___ QUOTED TEXT ___

The train, consisting of a locomotive and tender, a dark red box car and a dark colored oil-tank car, was backing toward the crossing, thus the oil-tank car, being the lead car, was first over the crossing and the one with which the Hinkle car collided. The Hinkles in their attempt to traverse the crossing came to a stop within four to eight feet of the northerly tracks and looked both to the right and left for any approaching train, but saw and heard nothing. They then proceeded across the tracks and when they were between the rails of the northerly track and the main line track, Mrs. Hinkle noticed the backing train to her right about 20 or 25 feet away and the next instant the impact took place. The Hinkles recovered judgment and an appeal was taken therefrom by the defendant company. The contentions there made were two: that the plaintiffs were guilty of contributory negligence as a matter of law for violating the ‘stop, look and listen’ rule, and that the court gave certain erroneous instructions. The Supreme Court there said: ‘Having in mind the fact that the jury was at liberty to reject much of the evidence proffered in behalf of appellant, together with the circumstances that the accident happened on a very dark night at a narrow crossing where large pine trees were growing close to the tracks, and that the train was not approaching headon with its headlight lighting up the track ahead, but was backing toward the crossing, we cannot say as a matter of law that respondents were negligent in not seeing the backing train in time to avoid it. They were not, therefore guilty of contributory negligence as a matter of law.’ See also Alloggi v. Southern Pacific Company, 37 Cal.App. 72, 173 P. 1117; Lloyd v. Southern Pacific Company, 111 Cal.App.2d 626, 245 P.2d 583.

___ LISTING ___

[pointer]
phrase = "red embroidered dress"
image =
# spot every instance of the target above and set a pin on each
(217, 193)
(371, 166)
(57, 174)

___

(AIM OF THE EXERCISE): Carry on the passage about the Hinkle railroad crossing collision from the point where it stops.

(TASK RESPONSE):
The similarities of that case and the instant case are apparent and, we feel, controlling. In both cases the same counsel make the same contention that plaintiffs were guilty of contributory negligence as a matter of law for violating what counsel terms the well-known stop, look and listen rule. In both cases the accident happened on a dark night at an ‘unguarded’ crossing, with which the parties were familiar. In both cases the ‘testimony of the witnesses for the appellant not being reconcilable with the testimony of the respondent and their witnesses, it was necessary for the jury as triers of fact to determine which of the contrary versions of the accident should be accepted as true. It is self-evident that the jury accepted as true the testimony of the respondents and necessarily rejected a portion, at least, of the evidence proffered by appellant. Hinkle v. Southern Pacific Company, supra. Furthermore in the light of such evidence it must be assumed that again in both cases the statutory sound signals were not given. In both cases there was no head lamp lighting the path ahead of the lead vehicle. Under these last two facts—no light and no warning signal—it would make no difference whether the engine was going forward or backward. Likewise, in both cases, although there was an artificial light near the crossings involved, the light in neither case was overhead nor in the direction from which the train approached. Hence it must follow here, as in the Hinkle case, that such factors make the question of contributory negligence a proper one for jury determination.
Although the evidence in the Hinkle case was that they came to a full stop, whereas the Jansens did not, this difference in the two cases does not appear sufficient to vary the conclusions above reached.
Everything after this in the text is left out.